Segmentation mask data:
=== Section Start ===

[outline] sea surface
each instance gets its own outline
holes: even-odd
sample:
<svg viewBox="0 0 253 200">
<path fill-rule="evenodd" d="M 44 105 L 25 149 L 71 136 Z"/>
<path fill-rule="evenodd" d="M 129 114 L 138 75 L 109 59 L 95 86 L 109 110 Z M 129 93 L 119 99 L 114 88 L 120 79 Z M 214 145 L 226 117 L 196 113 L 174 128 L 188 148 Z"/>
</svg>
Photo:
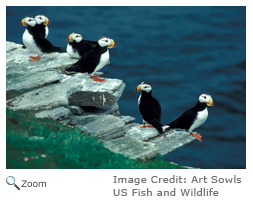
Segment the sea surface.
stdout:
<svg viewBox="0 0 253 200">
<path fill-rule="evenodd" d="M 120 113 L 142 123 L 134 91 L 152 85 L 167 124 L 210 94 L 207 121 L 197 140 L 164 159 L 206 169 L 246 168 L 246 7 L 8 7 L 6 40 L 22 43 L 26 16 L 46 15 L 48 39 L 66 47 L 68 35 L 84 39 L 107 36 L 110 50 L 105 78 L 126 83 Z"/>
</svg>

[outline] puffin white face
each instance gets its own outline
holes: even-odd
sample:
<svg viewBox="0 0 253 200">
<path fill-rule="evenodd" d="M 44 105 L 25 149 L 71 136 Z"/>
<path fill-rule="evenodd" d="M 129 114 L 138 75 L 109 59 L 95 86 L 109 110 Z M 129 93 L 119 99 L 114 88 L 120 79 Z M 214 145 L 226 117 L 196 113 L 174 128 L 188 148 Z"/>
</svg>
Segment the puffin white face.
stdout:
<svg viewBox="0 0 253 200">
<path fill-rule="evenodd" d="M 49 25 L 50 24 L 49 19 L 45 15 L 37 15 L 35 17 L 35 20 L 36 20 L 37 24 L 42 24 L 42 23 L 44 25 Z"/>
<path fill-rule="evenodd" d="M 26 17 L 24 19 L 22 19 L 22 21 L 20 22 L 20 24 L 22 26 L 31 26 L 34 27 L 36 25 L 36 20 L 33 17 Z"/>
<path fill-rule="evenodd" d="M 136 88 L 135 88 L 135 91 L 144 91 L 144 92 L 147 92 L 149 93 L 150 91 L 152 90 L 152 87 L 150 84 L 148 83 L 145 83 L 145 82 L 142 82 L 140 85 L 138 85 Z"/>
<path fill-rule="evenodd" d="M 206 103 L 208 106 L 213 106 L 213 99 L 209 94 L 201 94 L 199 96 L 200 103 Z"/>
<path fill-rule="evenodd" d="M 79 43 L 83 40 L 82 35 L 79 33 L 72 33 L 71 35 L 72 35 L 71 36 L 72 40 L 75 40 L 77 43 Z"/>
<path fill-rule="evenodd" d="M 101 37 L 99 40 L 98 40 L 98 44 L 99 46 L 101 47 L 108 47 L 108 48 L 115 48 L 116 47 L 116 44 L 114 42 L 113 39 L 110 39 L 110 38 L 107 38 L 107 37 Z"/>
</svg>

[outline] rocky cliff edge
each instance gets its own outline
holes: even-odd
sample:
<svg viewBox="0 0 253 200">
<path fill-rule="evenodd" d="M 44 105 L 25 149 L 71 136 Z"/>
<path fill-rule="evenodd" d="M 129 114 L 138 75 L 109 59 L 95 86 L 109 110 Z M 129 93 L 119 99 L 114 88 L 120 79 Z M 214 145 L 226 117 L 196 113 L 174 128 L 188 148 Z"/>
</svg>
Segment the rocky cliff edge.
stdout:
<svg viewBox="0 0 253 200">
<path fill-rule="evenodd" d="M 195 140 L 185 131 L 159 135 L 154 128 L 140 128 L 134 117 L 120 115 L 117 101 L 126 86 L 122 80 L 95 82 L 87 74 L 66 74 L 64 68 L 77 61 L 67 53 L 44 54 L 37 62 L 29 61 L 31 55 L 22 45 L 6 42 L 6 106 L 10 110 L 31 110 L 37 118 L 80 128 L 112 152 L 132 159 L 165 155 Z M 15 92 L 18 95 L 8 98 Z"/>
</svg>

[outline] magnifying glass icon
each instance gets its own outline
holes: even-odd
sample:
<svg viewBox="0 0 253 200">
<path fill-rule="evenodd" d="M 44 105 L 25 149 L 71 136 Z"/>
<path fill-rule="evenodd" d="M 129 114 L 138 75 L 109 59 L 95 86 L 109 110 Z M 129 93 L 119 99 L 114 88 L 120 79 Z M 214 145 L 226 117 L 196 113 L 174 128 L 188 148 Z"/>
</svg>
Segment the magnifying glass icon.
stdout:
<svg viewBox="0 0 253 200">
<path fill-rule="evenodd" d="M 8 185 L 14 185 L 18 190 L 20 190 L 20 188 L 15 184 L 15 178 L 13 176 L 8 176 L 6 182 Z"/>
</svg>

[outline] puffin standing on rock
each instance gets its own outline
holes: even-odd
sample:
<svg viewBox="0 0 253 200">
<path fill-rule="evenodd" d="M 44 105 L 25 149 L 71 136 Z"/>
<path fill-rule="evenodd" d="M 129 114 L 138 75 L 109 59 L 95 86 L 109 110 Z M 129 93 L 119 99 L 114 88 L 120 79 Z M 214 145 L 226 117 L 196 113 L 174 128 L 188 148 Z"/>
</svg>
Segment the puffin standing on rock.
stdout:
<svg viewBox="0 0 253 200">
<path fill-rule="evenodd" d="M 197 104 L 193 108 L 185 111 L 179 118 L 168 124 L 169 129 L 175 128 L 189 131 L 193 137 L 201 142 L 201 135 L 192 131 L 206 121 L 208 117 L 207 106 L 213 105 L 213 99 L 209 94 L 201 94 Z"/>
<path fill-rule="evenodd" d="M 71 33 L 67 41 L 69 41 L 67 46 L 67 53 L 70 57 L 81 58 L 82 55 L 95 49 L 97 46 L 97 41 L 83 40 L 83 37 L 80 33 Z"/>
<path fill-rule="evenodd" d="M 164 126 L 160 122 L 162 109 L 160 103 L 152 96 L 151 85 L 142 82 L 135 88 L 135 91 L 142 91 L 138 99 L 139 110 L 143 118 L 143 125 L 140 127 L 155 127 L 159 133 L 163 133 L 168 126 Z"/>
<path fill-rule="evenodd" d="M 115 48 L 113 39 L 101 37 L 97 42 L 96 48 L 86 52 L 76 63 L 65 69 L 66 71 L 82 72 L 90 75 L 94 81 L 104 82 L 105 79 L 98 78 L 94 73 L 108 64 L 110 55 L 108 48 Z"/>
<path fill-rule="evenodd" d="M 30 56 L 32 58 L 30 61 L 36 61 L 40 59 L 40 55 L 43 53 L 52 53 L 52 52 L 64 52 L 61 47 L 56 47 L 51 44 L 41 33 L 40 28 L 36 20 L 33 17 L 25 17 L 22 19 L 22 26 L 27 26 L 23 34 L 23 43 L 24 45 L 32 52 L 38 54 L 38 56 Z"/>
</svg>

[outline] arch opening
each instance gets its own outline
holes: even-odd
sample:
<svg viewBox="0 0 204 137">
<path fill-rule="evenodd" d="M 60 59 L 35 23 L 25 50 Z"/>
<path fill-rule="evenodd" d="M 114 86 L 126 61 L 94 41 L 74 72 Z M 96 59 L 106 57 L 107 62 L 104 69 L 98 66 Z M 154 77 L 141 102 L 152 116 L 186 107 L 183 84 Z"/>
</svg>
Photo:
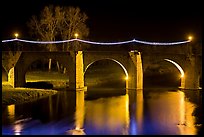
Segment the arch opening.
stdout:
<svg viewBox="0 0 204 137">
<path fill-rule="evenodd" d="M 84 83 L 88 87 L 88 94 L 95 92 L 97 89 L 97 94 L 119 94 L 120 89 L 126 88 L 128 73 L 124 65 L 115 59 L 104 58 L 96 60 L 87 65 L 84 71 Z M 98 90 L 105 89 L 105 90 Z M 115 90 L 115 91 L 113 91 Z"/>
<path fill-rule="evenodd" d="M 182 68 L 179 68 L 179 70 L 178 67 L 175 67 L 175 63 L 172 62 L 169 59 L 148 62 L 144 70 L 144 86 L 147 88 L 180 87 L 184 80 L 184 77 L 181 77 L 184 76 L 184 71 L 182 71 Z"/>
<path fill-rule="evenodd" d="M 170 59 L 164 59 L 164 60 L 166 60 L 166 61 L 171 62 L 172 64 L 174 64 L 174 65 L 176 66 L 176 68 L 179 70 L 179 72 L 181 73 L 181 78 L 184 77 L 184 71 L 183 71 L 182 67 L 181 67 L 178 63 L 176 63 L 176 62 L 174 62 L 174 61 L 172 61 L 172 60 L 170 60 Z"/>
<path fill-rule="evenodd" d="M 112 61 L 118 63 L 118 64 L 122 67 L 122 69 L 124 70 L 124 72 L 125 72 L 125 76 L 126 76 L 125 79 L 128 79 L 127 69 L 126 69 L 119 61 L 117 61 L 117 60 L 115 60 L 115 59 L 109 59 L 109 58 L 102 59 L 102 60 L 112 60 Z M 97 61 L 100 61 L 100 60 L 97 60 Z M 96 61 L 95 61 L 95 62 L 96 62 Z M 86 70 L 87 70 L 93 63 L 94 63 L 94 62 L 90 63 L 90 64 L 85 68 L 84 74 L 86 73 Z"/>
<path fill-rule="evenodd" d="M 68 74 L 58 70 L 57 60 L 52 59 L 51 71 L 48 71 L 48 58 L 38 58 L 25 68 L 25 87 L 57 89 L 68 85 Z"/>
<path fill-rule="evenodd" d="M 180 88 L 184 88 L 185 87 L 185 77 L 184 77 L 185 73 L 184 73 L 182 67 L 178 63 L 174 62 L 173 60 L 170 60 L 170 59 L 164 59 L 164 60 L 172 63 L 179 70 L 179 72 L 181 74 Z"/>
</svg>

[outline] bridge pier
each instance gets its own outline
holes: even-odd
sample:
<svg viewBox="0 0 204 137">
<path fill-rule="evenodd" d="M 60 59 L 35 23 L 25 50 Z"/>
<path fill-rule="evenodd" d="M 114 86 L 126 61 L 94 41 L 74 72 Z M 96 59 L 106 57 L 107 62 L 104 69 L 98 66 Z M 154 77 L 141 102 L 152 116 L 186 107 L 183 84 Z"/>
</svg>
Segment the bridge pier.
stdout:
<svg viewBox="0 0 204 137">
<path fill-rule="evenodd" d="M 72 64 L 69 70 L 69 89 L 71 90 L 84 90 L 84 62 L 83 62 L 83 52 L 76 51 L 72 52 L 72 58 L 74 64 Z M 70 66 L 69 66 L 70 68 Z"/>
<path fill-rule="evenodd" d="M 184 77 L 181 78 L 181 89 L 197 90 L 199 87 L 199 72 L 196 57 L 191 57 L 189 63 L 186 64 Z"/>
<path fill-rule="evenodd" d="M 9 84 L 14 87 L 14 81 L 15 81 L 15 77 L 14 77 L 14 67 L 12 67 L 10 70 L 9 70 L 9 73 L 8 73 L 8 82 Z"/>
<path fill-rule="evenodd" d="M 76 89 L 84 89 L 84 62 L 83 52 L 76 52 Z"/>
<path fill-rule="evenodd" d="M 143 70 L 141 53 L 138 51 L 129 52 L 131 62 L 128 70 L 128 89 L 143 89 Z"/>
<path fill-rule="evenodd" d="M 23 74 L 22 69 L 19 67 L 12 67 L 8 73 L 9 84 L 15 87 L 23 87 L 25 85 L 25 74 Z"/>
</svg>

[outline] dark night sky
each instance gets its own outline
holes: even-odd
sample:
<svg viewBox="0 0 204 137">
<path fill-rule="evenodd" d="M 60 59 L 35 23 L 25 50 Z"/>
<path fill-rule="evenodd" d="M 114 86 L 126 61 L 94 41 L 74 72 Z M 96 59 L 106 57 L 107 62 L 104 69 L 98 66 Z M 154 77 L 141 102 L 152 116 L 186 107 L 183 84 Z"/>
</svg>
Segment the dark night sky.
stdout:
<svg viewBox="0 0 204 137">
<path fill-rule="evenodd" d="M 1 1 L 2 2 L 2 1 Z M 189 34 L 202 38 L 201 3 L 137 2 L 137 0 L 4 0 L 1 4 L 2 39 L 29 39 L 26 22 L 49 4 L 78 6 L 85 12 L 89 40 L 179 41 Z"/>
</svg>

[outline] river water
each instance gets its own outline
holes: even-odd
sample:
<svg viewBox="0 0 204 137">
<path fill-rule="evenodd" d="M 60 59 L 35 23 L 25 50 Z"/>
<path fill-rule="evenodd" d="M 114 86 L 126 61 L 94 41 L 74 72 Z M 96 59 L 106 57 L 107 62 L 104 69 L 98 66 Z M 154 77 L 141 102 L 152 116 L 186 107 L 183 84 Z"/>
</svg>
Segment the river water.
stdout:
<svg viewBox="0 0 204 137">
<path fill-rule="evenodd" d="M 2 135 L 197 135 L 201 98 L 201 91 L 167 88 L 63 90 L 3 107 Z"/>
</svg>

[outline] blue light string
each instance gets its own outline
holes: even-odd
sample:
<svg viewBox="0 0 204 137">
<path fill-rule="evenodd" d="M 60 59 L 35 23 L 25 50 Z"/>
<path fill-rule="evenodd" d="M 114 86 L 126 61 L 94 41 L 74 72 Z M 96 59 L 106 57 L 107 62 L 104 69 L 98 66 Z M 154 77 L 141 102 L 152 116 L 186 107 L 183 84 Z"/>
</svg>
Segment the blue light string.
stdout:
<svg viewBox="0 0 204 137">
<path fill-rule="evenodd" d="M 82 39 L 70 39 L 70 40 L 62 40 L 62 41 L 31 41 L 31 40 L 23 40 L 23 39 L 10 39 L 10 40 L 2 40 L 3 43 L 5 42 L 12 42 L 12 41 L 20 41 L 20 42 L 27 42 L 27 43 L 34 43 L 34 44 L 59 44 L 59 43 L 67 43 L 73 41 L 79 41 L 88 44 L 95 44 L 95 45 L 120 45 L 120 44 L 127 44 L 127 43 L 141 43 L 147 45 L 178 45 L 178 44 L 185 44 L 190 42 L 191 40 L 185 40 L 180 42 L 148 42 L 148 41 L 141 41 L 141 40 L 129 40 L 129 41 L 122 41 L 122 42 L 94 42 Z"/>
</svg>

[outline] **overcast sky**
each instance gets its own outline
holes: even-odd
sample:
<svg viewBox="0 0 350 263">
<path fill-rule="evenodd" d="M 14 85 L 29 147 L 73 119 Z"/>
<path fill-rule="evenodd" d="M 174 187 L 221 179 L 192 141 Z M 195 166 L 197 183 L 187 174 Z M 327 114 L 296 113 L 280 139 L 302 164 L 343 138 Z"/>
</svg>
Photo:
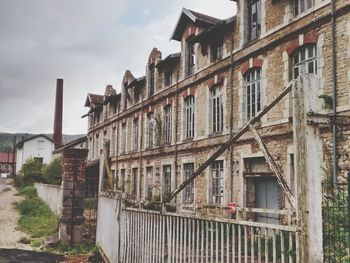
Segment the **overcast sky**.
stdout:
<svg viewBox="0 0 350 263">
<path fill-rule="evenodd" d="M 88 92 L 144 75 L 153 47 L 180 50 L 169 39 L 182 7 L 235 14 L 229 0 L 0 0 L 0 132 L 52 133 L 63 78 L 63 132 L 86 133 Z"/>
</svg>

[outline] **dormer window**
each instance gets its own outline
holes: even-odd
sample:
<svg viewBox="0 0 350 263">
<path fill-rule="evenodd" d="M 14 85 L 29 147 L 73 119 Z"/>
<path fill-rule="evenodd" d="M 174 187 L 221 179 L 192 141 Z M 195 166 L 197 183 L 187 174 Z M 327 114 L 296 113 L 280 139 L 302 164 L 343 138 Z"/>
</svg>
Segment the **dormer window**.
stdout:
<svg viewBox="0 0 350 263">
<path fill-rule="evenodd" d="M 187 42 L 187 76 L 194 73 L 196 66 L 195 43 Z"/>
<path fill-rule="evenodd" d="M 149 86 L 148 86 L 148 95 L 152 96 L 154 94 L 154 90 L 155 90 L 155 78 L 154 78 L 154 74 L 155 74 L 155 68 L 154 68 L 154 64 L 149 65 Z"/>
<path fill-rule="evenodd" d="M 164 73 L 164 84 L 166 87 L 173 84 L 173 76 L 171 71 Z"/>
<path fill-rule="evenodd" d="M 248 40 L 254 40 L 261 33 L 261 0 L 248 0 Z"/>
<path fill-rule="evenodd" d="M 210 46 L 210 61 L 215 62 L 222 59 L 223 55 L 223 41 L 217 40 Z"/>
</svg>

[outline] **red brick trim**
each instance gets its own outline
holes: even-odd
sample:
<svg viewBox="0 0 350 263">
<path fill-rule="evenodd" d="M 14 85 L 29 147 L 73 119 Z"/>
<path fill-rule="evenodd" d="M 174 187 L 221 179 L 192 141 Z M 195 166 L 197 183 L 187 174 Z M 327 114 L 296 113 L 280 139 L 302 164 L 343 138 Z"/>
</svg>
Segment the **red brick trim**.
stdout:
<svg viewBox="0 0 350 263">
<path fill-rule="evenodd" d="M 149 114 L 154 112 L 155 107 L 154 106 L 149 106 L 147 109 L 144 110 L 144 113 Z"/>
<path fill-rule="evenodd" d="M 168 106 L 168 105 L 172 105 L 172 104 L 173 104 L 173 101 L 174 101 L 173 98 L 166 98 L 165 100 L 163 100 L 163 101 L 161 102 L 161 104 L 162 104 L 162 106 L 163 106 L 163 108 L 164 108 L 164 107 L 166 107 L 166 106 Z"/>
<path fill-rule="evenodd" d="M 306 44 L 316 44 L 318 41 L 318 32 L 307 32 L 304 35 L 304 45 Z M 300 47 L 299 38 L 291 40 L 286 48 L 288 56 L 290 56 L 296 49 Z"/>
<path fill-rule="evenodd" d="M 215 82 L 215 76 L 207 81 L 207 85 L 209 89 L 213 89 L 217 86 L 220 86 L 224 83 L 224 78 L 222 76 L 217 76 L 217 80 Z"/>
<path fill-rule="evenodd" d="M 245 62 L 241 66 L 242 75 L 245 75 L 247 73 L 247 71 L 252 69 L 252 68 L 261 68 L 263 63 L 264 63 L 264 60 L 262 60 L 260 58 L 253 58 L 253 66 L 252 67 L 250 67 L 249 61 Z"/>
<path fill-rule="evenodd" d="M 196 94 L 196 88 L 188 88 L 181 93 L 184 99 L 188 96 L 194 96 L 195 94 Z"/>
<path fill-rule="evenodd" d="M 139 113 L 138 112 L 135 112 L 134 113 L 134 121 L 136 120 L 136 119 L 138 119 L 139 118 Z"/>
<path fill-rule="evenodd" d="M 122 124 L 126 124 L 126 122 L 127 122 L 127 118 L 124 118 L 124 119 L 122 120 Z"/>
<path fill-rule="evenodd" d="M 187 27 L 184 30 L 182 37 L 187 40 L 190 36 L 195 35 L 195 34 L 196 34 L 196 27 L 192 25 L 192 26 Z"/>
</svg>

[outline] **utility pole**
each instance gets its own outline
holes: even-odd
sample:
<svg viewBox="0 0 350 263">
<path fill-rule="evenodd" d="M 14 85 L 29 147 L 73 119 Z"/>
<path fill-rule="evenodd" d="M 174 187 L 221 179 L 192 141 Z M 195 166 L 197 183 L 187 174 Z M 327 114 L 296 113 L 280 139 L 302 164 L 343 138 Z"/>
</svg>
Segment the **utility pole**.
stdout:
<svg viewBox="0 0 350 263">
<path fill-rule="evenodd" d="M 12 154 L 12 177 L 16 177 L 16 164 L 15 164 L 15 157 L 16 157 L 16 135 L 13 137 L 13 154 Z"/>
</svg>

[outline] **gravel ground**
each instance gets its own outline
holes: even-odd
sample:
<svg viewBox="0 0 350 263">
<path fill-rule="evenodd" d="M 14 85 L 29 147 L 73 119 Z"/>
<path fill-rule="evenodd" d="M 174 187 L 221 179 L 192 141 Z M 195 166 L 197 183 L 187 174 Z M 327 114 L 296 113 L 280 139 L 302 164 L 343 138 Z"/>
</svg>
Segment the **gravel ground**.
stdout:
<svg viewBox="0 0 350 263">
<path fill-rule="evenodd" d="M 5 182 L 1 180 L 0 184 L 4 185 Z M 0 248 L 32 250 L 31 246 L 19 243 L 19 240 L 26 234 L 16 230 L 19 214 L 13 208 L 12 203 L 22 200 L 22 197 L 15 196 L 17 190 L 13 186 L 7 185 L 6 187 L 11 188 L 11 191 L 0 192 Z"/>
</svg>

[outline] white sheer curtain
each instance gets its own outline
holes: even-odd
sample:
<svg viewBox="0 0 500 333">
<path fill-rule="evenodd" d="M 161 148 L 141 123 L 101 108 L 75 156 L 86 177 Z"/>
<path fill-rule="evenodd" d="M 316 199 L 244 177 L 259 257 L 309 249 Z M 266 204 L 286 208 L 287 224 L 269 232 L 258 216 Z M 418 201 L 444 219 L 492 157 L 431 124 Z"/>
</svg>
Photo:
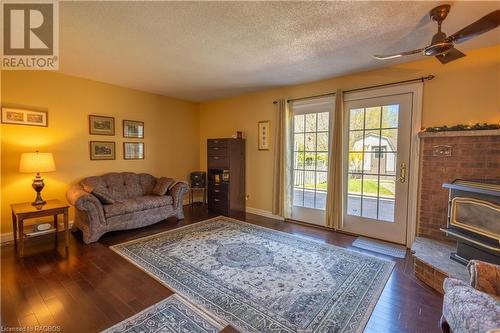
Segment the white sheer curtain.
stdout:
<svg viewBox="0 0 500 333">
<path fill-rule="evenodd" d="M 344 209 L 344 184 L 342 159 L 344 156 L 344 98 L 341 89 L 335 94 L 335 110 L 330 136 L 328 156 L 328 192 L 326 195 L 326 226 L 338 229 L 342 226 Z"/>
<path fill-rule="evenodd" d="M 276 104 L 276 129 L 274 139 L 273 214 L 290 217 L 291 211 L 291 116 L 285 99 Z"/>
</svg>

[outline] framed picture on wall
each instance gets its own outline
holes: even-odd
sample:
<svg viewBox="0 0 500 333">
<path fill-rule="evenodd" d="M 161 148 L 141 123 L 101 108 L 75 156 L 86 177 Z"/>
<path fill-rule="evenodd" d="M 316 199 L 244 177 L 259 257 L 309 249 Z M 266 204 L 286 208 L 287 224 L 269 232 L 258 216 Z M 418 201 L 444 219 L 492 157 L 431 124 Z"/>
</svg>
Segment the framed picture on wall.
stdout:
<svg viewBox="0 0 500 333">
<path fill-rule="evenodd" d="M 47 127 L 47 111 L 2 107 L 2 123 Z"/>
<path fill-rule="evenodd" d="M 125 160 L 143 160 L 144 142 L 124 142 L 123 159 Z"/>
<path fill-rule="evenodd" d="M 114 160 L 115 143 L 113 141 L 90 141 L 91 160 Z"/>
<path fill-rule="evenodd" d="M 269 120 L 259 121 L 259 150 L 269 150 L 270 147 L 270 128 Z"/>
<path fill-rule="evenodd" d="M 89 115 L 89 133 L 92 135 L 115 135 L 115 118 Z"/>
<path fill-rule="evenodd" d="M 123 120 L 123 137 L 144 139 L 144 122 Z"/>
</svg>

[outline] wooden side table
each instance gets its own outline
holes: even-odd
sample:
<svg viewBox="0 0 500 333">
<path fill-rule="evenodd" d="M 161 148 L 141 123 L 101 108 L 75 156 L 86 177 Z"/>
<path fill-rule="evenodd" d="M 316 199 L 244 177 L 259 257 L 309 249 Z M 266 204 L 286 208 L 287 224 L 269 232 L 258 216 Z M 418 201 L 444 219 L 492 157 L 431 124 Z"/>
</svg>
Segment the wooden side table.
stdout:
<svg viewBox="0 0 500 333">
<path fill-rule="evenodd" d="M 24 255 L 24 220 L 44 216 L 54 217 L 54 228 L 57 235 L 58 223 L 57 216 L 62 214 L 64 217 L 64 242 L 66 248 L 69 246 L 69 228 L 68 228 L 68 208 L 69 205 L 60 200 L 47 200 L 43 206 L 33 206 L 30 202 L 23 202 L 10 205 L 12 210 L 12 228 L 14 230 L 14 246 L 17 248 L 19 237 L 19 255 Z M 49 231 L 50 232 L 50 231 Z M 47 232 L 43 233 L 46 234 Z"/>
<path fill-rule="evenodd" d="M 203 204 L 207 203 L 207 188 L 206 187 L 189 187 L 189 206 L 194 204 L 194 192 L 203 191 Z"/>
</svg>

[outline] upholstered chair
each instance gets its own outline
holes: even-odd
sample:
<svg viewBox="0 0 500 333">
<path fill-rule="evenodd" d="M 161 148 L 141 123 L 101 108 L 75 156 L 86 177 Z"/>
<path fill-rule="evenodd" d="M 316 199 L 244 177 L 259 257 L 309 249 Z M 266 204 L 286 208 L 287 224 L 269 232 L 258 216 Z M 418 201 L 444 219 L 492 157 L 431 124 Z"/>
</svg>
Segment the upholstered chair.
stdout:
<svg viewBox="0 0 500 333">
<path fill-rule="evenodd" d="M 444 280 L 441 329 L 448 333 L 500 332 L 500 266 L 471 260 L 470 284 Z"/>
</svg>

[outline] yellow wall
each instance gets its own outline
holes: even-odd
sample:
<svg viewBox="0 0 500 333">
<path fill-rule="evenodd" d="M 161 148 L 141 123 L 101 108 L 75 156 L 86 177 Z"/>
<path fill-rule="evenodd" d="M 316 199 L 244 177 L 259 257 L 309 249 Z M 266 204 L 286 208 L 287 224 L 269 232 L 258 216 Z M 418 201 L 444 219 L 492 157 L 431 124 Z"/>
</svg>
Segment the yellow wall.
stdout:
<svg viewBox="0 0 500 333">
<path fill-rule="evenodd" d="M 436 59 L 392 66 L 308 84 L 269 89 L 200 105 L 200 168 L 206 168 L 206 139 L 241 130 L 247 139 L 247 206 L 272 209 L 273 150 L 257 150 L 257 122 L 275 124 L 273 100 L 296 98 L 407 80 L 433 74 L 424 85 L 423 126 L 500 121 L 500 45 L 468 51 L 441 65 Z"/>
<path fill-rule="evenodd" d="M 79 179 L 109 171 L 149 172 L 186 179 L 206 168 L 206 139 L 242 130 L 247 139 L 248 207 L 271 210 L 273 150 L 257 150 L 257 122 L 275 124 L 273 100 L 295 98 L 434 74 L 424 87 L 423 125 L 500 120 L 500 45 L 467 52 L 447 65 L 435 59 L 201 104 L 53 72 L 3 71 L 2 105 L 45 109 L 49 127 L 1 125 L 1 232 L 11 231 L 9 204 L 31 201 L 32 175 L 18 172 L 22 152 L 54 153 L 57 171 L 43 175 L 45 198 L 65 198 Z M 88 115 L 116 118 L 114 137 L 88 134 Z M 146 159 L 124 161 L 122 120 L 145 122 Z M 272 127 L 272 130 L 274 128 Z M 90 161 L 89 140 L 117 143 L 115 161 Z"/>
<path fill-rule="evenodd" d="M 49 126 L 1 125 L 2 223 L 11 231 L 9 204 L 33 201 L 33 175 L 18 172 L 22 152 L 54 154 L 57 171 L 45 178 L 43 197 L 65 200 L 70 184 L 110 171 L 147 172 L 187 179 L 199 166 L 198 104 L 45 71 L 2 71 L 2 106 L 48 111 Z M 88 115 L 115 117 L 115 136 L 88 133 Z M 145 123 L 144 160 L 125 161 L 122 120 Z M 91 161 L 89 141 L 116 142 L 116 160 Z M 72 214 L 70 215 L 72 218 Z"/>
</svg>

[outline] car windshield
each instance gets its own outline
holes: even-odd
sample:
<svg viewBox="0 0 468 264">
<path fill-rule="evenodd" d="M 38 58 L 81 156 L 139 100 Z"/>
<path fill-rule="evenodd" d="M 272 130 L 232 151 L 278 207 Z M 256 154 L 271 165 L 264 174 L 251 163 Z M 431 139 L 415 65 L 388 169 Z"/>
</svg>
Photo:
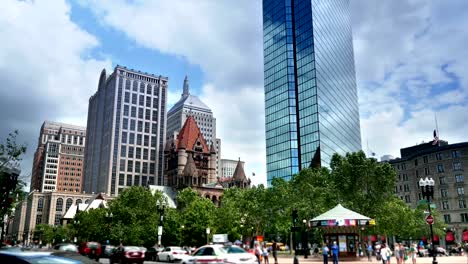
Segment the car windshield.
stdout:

=== Section End ===

Your instructions: Return every line of the entries above that the string "puffin" appears in.

Output:
[outline] puffin white face
Segment the puffin white face.
[outline] puffin standing on rock
Segment the puffin standing on rock.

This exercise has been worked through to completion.